======== Text for analysis
Friday, July 12, 2013

Appreciating our Dutch-built heritage

In the lecture given at Moray House last evening -

The first point of note was that they introduced the use of bricks in construction in Guyana back in the 1600’s when the ifrst Dutch structure/building was constructed at Kykoveral – which translated to - - "See-over-all"( I thought afterwards there is a strong argument for renaming Georgetown, Kykoveral at the rate we and Global Warming are going but from a pun point-of view- Sea-over all!). Some of the bricks got removed as recent as 2010 by people re-using them in their own personal construction, however the National Heritage is now in charge of the site and hopefully will stem the flow.  For those who didn’t know—Kykoveral on the Mazaruni river is located just beyond the junction where the Mazaruni and Cuyuni River intersect and join into the Essequibo. It is probably the first Dutch construction in the Caribbean region.
The Dutch then moved a few times and finally built a more substantial fort – Fort Zeelandia on the aptly named Fort Island.  However it was never actually used in active duty and is currently being captured by the encroaching river as those who may be interested do not have the wherewithal to do anything about it! The lecturer then went on to spend a longer time than was necessary to discuss Fort Nassau in the Berbice river, believed the be the one destroyed by the revolting slaves in 1763. Whatever remains also falling apart and being reclaimed by the Land.
================
▸ **What you will do**
**a)** Name every river mentioned by name in the blog post.
**b)** According to the blog post, why is nothing being done to stop the river from taking Fort Zeelandia?
**c)** Decide whether each statement agrees with the blog post. Answer yes or no and quote the words that decide it. (i) Fort Zeelandia saw active duty. (ii) Bricks were taken from Kykoveral as recently as 2010. (iii) Fort Nassau is on the Essequibo river.
The material that comes after the blog post is separate from it.
======== Dataset entries
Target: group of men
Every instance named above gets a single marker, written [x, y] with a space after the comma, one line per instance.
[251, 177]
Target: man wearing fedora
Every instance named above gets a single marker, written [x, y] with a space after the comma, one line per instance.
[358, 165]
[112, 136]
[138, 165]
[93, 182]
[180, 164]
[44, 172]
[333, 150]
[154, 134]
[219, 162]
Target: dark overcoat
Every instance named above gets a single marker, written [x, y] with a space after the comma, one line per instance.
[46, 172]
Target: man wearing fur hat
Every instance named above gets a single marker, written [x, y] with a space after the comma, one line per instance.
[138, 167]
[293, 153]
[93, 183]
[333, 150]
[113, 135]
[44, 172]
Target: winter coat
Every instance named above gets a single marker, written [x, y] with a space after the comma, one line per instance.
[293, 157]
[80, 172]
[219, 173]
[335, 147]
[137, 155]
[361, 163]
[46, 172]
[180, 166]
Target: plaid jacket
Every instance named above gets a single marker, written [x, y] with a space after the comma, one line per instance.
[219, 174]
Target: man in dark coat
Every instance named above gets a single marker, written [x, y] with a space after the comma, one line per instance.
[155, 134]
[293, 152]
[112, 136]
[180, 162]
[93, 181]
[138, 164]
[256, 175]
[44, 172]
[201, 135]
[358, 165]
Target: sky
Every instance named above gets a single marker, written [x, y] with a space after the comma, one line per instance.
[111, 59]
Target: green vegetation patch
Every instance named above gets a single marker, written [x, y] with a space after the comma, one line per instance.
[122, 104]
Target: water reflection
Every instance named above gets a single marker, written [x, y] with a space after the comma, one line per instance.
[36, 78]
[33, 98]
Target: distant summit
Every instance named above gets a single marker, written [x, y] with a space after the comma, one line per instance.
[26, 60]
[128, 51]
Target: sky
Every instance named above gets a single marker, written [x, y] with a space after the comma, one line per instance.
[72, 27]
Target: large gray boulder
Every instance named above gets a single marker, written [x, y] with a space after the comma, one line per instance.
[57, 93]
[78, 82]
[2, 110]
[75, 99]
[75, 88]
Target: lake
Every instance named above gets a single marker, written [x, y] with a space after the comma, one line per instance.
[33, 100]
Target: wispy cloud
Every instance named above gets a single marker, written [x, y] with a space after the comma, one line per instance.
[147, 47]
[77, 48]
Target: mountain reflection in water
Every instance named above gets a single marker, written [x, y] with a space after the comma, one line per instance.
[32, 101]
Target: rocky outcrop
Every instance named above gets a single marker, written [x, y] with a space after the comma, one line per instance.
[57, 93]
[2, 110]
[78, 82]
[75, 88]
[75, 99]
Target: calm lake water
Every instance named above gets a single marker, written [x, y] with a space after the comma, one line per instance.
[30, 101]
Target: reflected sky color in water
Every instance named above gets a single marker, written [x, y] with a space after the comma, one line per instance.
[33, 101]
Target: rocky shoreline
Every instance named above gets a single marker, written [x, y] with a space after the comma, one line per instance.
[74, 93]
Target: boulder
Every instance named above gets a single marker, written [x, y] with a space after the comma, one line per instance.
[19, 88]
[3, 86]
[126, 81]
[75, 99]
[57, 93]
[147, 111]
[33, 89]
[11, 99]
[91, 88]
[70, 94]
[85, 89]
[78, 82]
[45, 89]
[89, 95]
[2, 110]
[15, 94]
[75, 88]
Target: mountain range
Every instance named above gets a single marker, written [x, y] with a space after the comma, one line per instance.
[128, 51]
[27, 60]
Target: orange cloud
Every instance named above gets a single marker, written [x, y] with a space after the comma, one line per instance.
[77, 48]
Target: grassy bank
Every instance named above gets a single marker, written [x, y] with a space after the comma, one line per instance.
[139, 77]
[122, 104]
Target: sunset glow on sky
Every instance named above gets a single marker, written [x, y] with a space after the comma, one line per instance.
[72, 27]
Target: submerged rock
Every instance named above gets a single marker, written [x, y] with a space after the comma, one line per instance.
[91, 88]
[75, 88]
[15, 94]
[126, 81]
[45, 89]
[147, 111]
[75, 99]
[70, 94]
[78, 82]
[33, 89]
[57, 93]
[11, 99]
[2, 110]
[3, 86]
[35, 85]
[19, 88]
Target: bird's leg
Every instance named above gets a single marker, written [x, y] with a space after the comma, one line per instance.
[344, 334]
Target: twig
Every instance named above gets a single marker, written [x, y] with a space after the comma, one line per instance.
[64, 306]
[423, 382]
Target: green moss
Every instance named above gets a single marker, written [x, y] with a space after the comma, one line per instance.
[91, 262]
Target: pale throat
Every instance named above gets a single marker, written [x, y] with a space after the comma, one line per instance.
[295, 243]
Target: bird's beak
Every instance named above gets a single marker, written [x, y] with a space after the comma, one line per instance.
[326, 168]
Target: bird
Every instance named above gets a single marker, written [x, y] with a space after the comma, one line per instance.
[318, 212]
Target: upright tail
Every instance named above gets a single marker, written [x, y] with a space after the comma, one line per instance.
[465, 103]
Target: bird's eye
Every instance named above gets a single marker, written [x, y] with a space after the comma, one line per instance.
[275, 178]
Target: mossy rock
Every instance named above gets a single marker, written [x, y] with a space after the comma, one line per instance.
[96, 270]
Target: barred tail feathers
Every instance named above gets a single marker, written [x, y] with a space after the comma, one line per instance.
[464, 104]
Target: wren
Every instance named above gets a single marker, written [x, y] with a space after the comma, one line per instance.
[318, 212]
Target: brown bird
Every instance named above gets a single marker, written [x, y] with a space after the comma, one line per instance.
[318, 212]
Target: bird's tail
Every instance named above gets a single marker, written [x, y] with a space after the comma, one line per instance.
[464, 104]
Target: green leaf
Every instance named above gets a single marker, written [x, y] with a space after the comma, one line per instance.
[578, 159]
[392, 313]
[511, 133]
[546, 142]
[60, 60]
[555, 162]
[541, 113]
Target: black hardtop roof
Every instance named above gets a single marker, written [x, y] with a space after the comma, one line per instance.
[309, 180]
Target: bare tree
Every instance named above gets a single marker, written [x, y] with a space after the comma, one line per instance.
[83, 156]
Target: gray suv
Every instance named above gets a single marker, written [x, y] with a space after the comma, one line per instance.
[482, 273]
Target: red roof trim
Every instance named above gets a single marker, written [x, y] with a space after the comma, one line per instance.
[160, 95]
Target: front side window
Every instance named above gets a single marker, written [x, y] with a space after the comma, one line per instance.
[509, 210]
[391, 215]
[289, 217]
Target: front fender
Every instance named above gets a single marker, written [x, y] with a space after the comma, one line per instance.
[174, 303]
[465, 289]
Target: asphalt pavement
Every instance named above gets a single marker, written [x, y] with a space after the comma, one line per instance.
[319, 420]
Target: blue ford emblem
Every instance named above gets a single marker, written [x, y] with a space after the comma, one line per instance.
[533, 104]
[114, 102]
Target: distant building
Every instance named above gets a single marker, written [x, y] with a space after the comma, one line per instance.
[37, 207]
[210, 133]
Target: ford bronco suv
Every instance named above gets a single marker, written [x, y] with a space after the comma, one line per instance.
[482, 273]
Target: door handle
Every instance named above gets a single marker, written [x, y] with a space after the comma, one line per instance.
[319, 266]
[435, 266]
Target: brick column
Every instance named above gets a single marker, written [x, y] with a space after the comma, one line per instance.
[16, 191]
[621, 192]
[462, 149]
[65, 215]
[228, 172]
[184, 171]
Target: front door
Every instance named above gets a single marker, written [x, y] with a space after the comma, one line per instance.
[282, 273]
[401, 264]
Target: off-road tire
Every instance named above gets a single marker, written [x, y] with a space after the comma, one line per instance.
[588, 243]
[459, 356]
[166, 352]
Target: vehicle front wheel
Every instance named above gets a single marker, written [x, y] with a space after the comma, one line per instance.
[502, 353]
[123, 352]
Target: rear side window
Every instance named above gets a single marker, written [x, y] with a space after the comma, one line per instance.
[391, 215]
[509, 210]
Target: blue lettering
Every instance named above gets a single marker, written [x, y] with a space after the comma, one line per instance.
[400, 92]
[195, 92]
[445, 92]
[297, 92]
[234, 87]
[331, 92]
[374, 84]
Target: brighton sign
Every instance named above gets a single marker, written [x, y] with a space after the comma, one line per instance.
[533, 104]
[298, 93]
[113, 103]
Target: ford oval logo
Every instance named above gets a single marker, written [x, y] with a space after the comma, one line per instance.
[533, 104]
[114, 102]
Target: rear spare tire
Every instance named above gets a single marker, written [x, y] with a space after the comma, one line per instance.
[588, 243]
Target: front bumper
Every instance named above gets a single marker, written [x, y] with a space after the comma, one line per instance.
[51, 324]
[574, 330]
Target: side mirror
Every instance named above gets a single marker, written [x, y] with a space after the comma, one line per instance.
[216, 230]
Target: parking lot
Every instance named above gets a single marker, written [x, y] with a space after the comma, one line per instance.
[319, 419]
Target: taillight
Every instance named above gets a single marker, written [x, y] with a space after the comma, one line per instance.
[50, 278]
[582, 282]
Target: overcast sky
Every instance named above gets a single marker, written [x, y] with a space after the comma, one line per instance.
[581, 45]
================
▸ **Answers to the problems**
**a)** Mazaruni, Cuyuni, Essequibo, Berbice

**b)** Those who might be interested in the fort lack the means to do anything about it. So the encroaching river keeps taking it.

**c)**
(i) No: "it was never actually used in active duty"
(ii) Yes: "Some of the bricks got removed as recent as 2010 by people re-using them in their own personal construction"
(iii) No: "Fort Nassau in the Berbice river"